10/01 Bundes-Verfassungsgesetz (B-VG)
10/07 Verwaltungsgerichtshof
19/05 Menschenrechte
41/02 Asylrecht
41/02 Passrecht Fremdenrecht

Norm

BFA-VG 2014 §21 Abs7
BFA-VG 2014 §9
B-VG Art133 Abs4
FrPolG 2005 §67 Abs1
MRK Art8
VwGG §34 Abs1

Betreff

Der Verwaltungsgerichtshof hat durch den Vorsitzenden Senatspräsident Dr. Sulzbacher sowie die Hofräte Dr. Pfiel und Dr. Chvosta als Richter, unter Mitwirkung der Schriftführerin Mag.a Eraslan, über die Revision des M U, vertreten durch Dr. Reinhard Lachinger, Rechtsanwalt in 2100 Korneuburg, Dr.-Karl-Liebleitner-Ring 6, gegen das Erkenntnis des Bundesverwaltungsgerichtes vom 20. Mai 2020, G314 2230112-1/6E, betreffend Erlassung eines befristeten Aufenthaltsverbotes (belangte Behörde vor dem Verwaltungsgericht: Bundesamt für Fremdenwesen und Asyl), den Beschluss gefasst:

Spruch

Die Revision wird zurückgewiesen.

Begründung

1        Der Revisionswerber, ein 1989 geborener rumänischer Staatsangehöriger, hält sich mit Unterbrechungen seit Mai 2018 in Österreich auf. Mit seiner Lebensgefährtin, einer rumänischen Staatsangehörigen, lebt er seit September 2019 in einem in der Nähe von Wien gelegenen Ort in einem gemeinsamen Haushalt. Diese brachte im März 2020 einen gemeinsamen Sohn zur Welt.

2        Mit rechtskräftigem Urteil des Landesgerichtes Leoben vom 4. September 2019 wurde der Revisionswerber wegen des Verbrechens der versuchten absichtlichen schweren Körperverletzung nach §§ 15 Abs. 1, 87 Abs. 1 StGB zu einer bedingt nachgesehenen Freiheitsstrafe von 18 Monaten verurteilt. Dem Schuldspruch lag zugrunde, der Revisionswerber habe am 3. September 2018 gemeinsam mit einem Mittäter versucht, vor einem Bordell dem dort tätigen Kellner absichtlich eine schwere Körperverletzung zuzufügen, indem beide Täter dem Opfer teils mit einem mitgeführten Stock (Baseballschläger), teils mit Fäusten und Füßen mehrmals wuchtige Schläge und Tritte gegen den Kopf und den Körper versetzten, wodurch das Opfer zufällig und aufgrund von Abwehrhandlungen nur leichte Verletzungen, wie eine Rissquetschwunde im Stirnbereich, Hämatome und Hautabschürfungen am ganzen Körper, erlitten habe.

→ **Rohdaten**
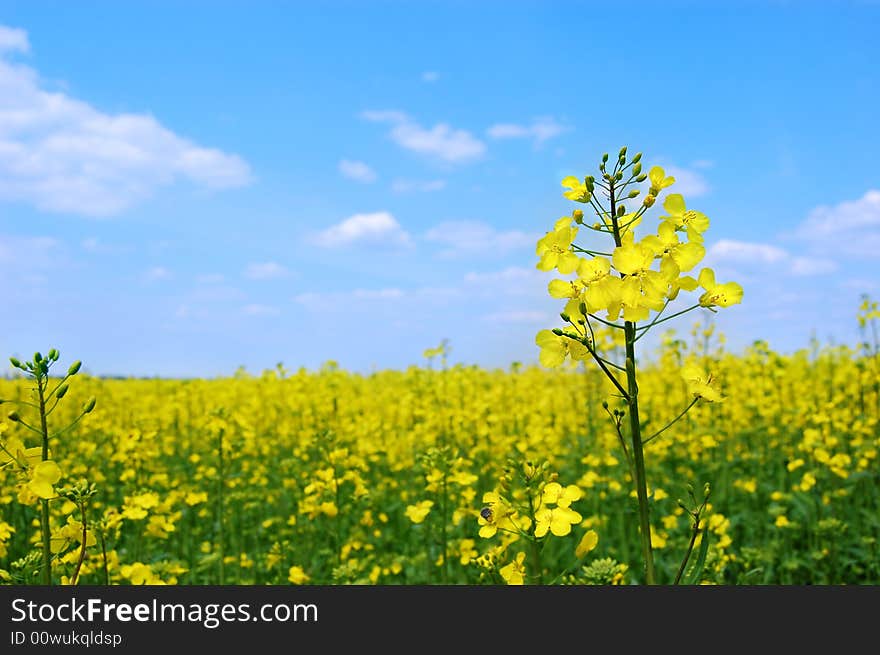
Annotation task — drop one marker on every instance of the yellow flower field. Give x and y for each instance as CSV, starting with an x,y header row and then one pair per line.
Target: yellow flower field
x,y
331,477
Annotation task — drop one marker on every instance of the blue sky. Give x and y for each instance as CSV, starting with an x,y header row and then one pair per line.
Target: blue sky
x,y
190,187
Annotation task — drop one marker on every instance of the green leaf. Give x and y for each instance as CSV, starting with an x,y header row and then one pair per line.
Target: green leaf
x,y
696,573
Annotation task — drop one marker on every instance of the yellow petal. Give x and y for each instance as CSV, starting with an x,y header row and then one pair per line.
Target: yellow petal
x,y
588,542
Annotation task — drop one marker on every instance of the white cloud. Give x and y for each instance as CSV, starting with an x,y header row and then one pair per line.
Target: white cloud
x,y
377,227
384,116
756,254
474,237
28,252
342,299
421,186
95,246
265,271
157,274
441,141
61,154
741,251
525,316
812,266
357,170
689,183
260,310
513,280
541,129
853,227
377,294
210,278
13,40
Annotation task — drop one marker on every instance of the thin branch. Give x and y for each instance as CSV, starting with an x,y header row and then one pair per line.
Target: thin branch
x,y
602,366
656,318
608,323
663,320
672,422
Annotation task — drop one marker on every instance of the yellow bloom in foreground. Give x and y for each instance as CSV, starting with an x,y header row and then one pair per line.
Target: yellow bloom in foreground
x,y
577,190
296,575
43,476
14,451
555,494
659,180
557,520
699,383
515,572
554,349
681,217
554,248
722,295
417,513
588,542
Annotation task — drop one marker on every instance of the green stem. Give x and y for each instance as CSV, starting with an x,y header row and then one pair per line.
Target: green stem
x,y
644,329
672,422
687,555
46,570
639,458
82,551
104,558
220,507
635,427
444,573
535,546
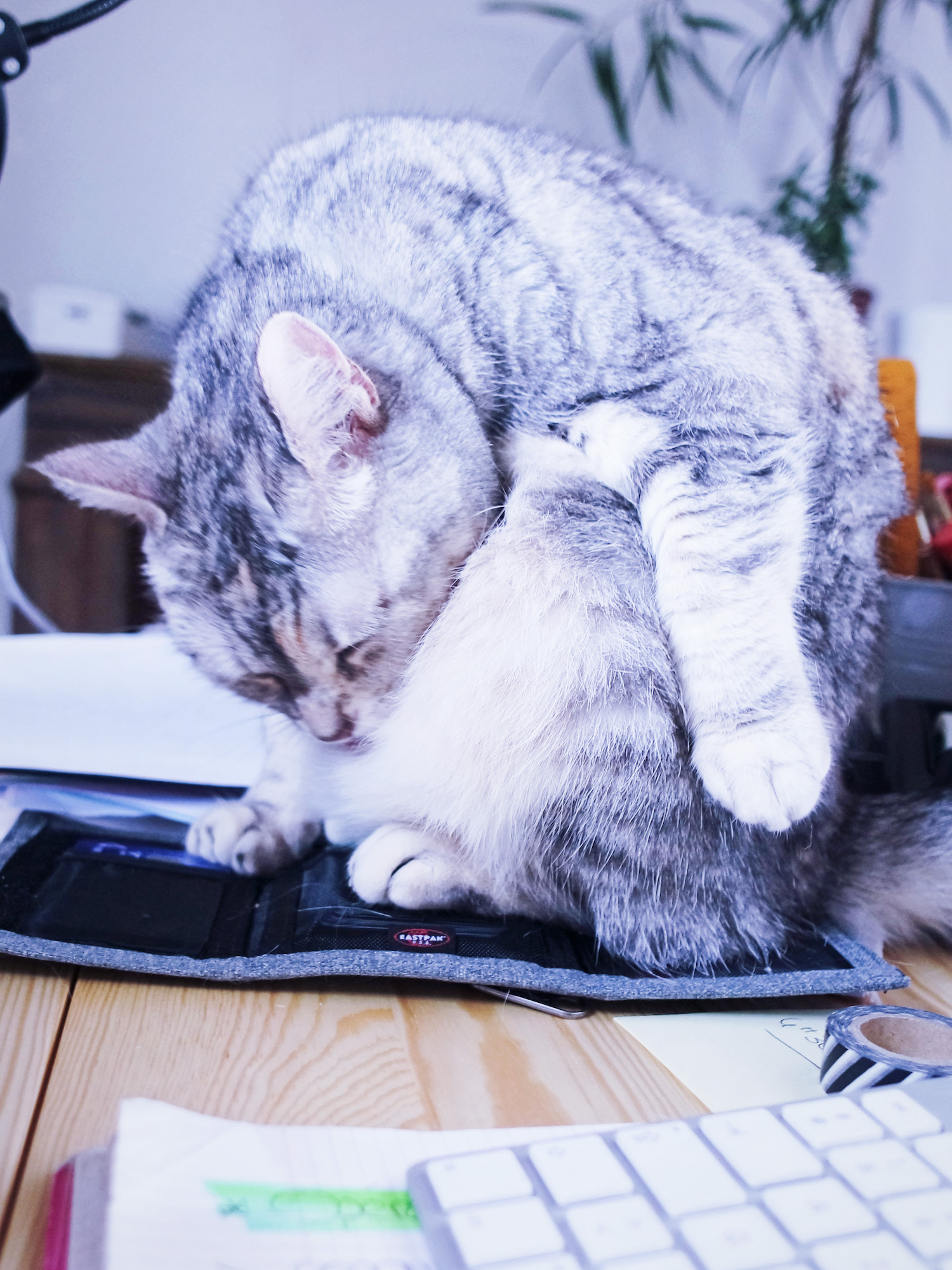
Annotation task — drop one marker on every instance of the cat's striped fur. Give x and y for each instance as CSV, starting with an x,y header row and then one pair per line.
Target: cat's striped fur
x,y
629,709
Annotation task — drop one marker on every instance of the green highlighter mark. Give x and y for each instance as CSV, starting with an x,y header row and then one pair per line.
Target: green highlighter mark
x,y
271,1208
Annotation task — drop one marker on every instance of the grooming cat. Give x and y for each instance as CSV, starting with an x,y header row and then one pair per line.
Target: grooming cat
x,y
700,468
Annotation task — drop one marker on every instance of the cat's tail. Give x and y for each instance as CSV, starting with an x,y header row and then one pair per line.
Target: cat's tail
x,y
894,868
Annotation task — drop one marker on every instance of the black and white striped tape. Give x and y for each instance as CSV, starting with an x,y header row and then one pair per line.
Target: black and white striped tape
x,y
870,1045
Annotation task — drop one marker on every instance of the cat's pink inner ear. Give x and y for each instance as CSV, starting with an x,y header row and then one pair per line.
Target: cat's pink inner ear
x,y
326,403
112,475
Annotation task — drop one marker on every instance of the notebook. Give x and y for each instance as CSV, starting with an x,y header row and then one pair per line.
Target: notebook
x,y
199,1193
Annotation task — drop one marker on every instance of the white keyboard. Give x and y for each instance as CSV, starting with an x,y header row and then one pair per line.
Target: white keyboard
x,y
845,1182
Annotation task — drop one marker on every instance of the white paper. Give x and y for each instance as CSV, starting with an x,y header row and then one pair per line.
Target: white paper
x,y
122,705
743,1058
175,1170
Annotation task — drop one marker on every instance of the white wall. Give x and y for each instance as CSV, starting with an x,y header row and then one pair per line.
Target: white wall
x,y
130,139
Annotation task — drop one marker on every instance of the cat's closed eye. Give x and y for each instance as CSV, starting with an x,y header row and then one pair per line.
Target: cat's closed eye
x,y
347,661
268,689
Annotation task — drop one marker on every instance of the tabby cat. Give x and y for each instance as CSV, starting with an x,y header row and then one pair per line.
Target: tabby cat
x,y
541,506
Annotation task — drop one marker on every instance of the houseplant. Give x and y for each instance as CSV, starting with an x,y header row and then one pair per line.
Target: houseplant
x,y
823,201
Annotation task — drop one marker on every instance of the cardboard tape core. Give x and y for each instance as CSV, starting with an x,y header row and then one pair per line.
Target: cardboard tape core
x,y
906,1036
871,1045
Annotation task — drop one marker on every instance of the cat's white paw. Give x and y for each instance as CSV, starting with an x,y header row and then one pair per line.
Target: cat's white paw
x,y
404,866
239,835
769,774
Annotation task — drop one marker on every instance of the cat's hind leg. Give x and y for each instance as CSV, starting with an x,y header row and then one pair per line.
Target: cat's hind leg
x,y
728,548
414,869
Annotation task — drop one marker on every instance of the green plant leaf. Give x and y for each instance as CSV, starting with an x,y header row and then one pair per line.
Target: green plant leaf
x,y
701,22
925,91
541,11
894,109
701,73
606,74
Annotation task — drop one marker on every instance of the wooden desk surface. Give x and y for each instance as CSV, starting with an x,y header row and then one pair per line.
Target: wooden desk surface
x,y
331,1052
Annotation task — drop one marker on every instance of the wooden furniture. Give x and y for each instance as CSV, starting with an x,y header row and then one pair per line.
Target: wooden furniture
x,y
82,567
73,1043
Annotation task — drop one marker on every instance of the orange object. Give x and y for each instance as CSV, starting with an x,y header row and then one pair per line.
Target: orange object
x,y
899,545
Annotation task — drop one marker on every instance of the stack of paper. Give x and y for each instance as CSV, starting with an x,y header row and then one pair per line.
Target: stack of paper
x,y
197,1193
125,708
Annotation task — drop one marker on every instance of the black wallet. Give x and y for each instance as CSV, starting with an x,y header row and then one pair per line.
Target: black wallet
x,y
130,897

→ **Zu erledigen**
Kannst du den Beschluss des Verwaltungsgerichtshofs zum Aufenthaltsverbot nach seinem letzten gezeigten Satz wieder aufnehmen und weiterschreiben?

→ **Antwort**
3        Daraufhin erließ das Bundesamt für Fremdenwesen und Asyl (BFA) gegen den Revisionswerber mit Bescheid vom 2. März 2020 gemäß § 67 Abs. 1 und 2 FPG ein auf die Dauer von drei Jahren befristetes Aufenthaltsverbot und erteilte ihm gemäß § 70 Abs. 3 FPG einen Durchsetzungsaufschub von einem Monat.

4        Die gegen diesen Bescheid erhobene Beschwerde wies das Bundesverwaltungsgericht (BVwG) mit dem angefochtenen Erkenntnis vom 20. Mai 2020 als unbegründet ab und sprach gemäß § 25a Abs. 1 VwGG aus, dass eine Revision gemäß Art. 133 Abs. 4 B-VG nicht zulässig sei.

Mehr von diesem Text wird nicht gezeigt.